— Start of READING TEXT —

CERTAIN FACTORS AFFECTING FUTURE OPERATING RESULTS

The Company's future operating results will depend upon conditions in its market
that may affect demand for its products and its ability to enhance its existing
products and introduce new products on a timely basis.  The Company must also
manage growth and change effectively as failure to do so could materially and
adversely affect its business and operating results.

Installation of the Company's ULTRAFIS system is a complex process that must
typically be done without any disruption of the customer's service. Failure by
the Company to successfully install an ULTRAFIS system could result in
significant loss of revenue in a particular quarter and fluctuation in the
Company's results of operations. Although the Company schedules the
installations of its products several months in advance, its ability to achieve
its revenue plans, both in the near term and in the long term, depends on the
Company's continued ability to sign new customer contracts and to complete such
contracts on schedule. Failure to close new customer contracts as a result of
lost sales or deferrals of customer decisions could have a material adverse
impact on the future operating results. There can be no assurance that sales or
installations will continue to occur at historical rates or in accordance with
the Company's expectations. Because the Company's operating expenses are based
on anticipated revenue levels and a high percentage of the Company's expenses
are relatively fixed, a small variation in the timing of the recognition of
specific revenues could cause significant variations in operating results from
quarter to quarter.

— End of READING TEXT —

**GIVEN EXERCISE A:** Translate this sentence from the operating results text into Spanish: "Installation of the Company's ULTRAFIS system is a complex process that must typically be done without any disruption of the customer's service."
**GIVEN EXERCISE B:** Retype the part of the operating results text starting with "CERTAIN FACTORS AFFECTING" and going on through "and operating results.".
The listing comes from a separate source that has no connection to the operating results text.

— Start of ENTRIES SHOWN —

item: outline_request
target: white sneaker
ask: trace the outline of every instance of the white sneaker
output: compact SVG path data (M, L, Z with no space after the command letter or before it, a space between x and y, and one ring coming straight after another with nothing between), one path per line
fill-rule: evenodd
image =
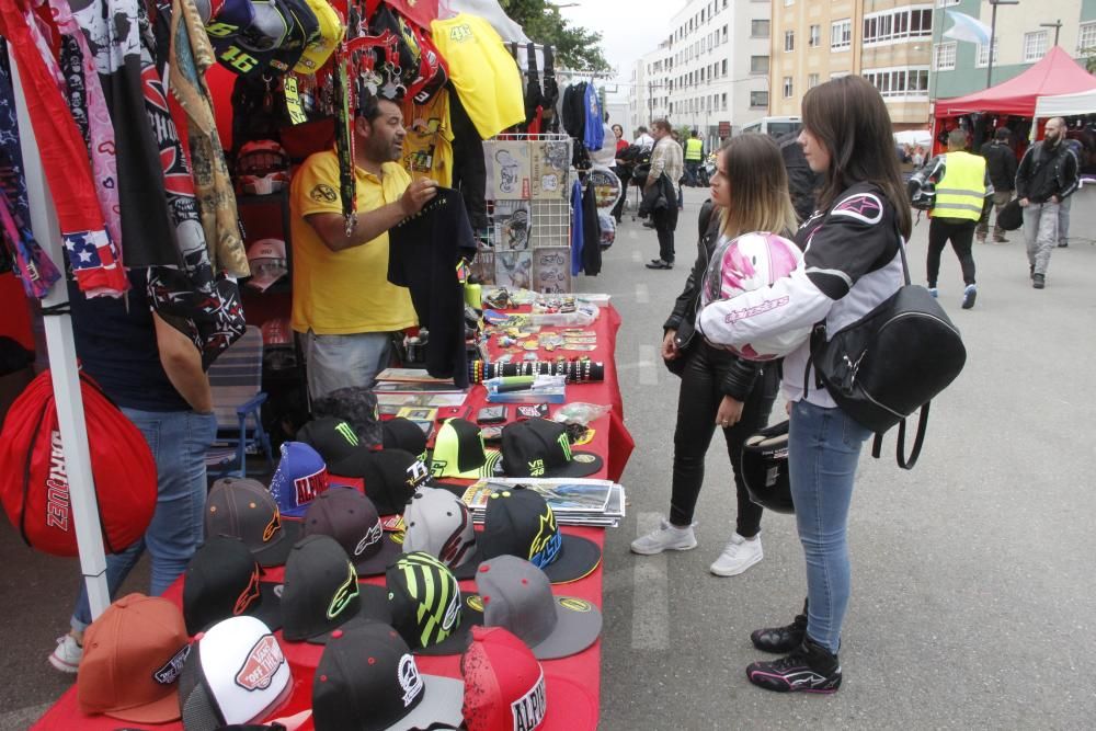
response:
M57 647L49 655L49 664L62 673L75 673L80 669L83 648L76 643L76 638L66 632L57 638Z
M746 540L739 534L731 536L727 548L711 564L711 572L717 576L737 576L764 558L761 550L761 534L753 540Z
M693 526L678 528L665 518L662 518L660 527L631 541L631 552L642 556L654 556L665 550L687 551L690 548L696 548Z

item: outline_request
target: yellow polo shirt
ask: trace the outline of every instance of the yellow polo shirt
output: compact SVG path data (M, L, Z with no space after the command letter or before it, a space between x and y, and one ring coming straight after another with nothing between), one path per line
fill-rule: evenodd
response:
M354 167L357 210L395 203L411 184L396 162L381 167L383 179ZM388 282L388 232L368 243L331 251L305 216L342 214L339 159L334 151L305 160L289 186L293 232L293 329L318 335L403 330L418 323L411 293Z

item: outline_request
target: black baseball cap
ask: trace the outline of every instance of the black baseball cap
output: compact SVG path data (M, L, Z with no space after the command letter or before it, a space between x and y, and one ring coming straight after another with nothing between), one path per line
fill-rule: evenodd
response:
M282 519L263 483L226 477L213 483L206 499L205 535L239 538L260 566L282 566L300 537L300 524Z
M397 416L380 423L385 449L403 449L426 458L426 434L410 419Z
M510 477L587 477L602 468L592 452L573 452L567 427L526 419L502 429L502 471Z
M336 630L312 679L316 731L459 728L465 684L419 673L392 627L353 623Z
M342 477L362 478L366 496L381 515L402 513L415 489L430 480L426 465L403 449L358 452L341 468Z
M354 488L331 488L305 513L305 535L331 536L346 551L359 576L375 576L402 552L385 533L373 501Z
M260 581L262 568L239 538L207 539L186 567L183 619L194 636L215 623L248 615L271 629L282 626L281 602L274 584Z
M313 419L297 431L297 442L304 442L320 453L328 471L339 475L338 462L362 448L357 432L345 420L335 416Z
M534 490L516 486L488 498L480 559L516 556L544 571L553 584L583 579L597 568L597 544L560 533L556 514Z
M423 551L404 553L385 574L392 627L419 654L460 654L468 630L483 624L483 605L463 596L456 576Z
M388 621L387 592L357 583L357 571L331 536L298 540L289 551L282 589L282 636L324 644L351 619Z

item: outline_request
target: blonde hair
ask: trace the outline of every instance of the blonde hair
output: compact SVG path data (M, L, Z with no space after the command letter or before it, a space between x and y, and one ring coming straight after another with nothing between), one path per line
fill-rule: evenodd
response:
M728 238L750 231L795 233L799 220L788 192L788 172L773 138L739 135L724 142L719 155L731 198L730 207L720 212L720 233Z

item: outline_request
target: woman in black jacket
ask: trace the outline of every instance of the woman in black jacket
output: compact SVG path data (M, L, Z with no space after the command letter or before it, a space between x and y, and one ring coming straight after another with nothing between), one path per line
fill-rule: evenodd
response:
M682 378L674 432L673 487L670 518L637 538L631 550L641 555L696 547L693 511L704 483L704 458L716 427L722 427L734 470L738 526L711 564L720 576L742 573L762 559L760 505L750 500L740 475L742 444L768 423L779 388L776 364L762 367L709 345L694 333L705 271L719 241L750 231L788 236L796 214L780 150L767 135L733 138L721 150L711 179L711 201L700 210L696 263L663 325L662 357Z

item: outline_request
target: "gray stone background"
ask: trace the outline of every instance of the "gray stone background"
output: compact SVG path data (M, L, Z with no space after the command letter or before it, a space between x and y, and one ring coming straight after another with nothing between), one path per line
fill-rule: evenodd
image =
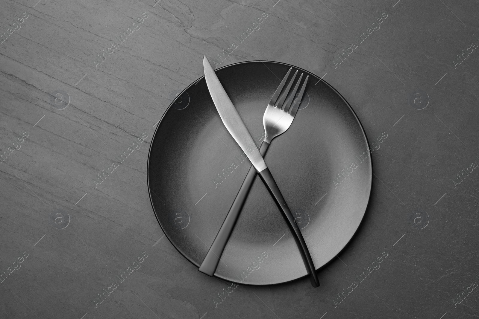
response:
M0 317L478 316L478 1L37 1L0 3ZM203 55L218 59L263 12L218 66L265 60L308 70L348 101L370 142L388 137L372 155L363 223L319 272L320 287L306 278L240 285L215 308L231 284L200 273L163 237L148 148L175 93L203 76ZM336 65L383 12L380 29ZM144 132L141 148L95 188ZM336 303L384 252L380 268Z

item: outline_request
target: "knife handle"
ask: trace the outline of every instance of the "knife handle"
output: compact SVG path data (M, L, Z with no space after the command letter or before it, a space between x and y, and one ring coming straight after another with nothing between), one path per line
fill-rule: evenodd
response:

— End of ENTRIES SHOWN —

**TASK OUTPUT A:** La instalación del sistema ULTRAFIS de la Compañía es un proceso complejo que normalmente debe realizarse sin ninguna interrupción del servicio al cliente.

**TASK OUTPUT B:**
CERTAIN FACTORS AFFECTING FUTURE OPERATING RESULTS

The Company's future operating results will depend upon conditions in its market
that may affect demand for its products and its ability to enhance its existing
products and introduce new products on a timely basis.  The Company must also
manage growth and change effectively as failure to do so could materially and
adversely affect its business and operating results.